» Problem statement:
Answer these from the CYP105A1 article below:
1. In what journal did the article appear?
2. How far from the iron atom is 1α,25(OH)2D3 positioned?
3. Which mutant of CYP105A1 had its crystal structures determined?

» Provided passage:
>>>

Crystal Structure of CYP105A1 (P450SU-1) in Complex with 1α,25-Dihydroxyvitamin D3

• Published in: Biochemistry (Easton) Vol. 47; no. 13; pp. 4017 - 4027
• Main Authors: Sugimoto, Hiroshi, Shinkyo, Raku, Hayashi, Keiko, Yoneda, Sachiyo, Yamada, Masato, Kamakura, Masaki, Ikushiro, Shin-ichi, Shiro, Yoshitsugu, Sakaki, Toshiyuki
• Format: Journal Article
• Language: English
• Published: American Chemical Society 01.04.2008
• ISSN: 0006-2960; 1520-4995
• DOI: 10.1021/bi7023767

Vitamin D3 (VD3), a prohormone in mammals, plays a crucial role in the maintenance of calcium and phosphorus concentrations in serum. Activation of VD3 requires 25-hydroxylation in the liver and 1α-hydroxylation in the kidney by cytochrome P450 (CYP) enzymes. Bacterial CYP105A1 converts VD3 into 1α,25-dihydroxyvitamin D3 (1α,25(OH)2D3) in two independent reactions, despite its low sequence identity with mammalian enzymes (<21% identity). The present study determined the crystal structures of a highly active mutant (R84A) of CYP105A1 from Streptomyces griseolus in complex and not in complex with 1α,25(OH)2D3. The compound 1α,25(OH)2D3 is positioned 11 Å from the iron atom along the I helix within the pocket. A similar binding mode is observed in the structure of the human CYP2R1−VD3 complex, indicating a common substrate-binding mechanism for 25-hydroxylation. A comparison with the structure of wild-type CYP105A1 suggests that the loss of two hydrogen bonds in the R84A mutant increases the adaptability of the B′ and F helices, creating a transient binding site. Further mutational analysis of the active site reveals that 25- and 1α-hydroxylations share residues that participate in these reactions. These results provide the structural basis for understanding the mechanism of the two-step hydroxylation that activates VD3.

<<<

[Plain-language descriptions of regions]
>>>

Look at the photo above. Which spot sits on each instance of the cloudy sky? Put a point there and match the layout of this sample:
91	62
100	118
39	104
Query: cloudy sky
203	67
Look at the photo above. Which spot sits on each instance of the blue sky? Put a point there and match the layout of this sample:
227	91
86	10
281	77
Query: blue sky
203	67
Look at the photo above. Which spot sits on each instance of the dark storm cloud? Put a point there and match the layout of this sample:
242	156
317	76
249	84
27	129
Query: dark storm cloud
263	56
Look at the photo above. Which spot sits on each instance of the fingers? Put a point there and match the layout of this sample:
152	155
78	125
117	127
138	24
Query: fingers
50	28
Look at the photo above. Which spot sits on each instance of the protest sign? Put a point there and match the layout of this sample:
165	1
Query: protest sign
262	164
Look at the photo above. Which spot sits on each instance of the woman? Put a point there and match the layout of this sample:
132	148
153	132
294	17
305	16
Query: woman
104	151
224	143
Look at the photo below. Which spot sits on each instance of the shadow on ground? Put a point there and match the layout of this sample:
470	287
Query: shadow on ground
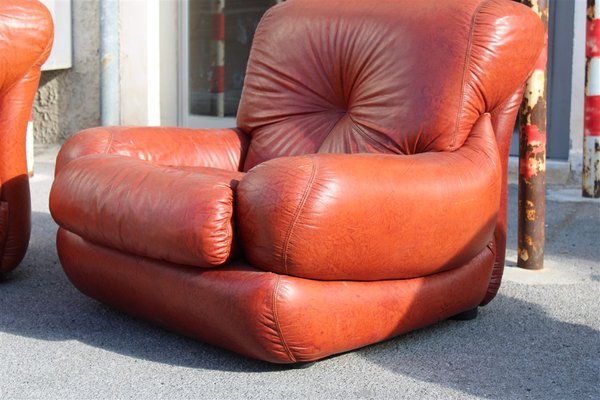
512	348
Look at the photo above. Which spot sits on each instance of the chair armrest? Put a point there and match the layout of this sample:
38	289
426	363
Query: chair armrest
180	216
371	217
215	148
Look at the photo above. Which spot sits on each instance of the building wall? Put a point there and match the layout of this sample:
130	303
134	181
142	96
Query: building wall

<<<

» Task result:
1. Biochemistry (Easton)
2. 11 Å
3. R84A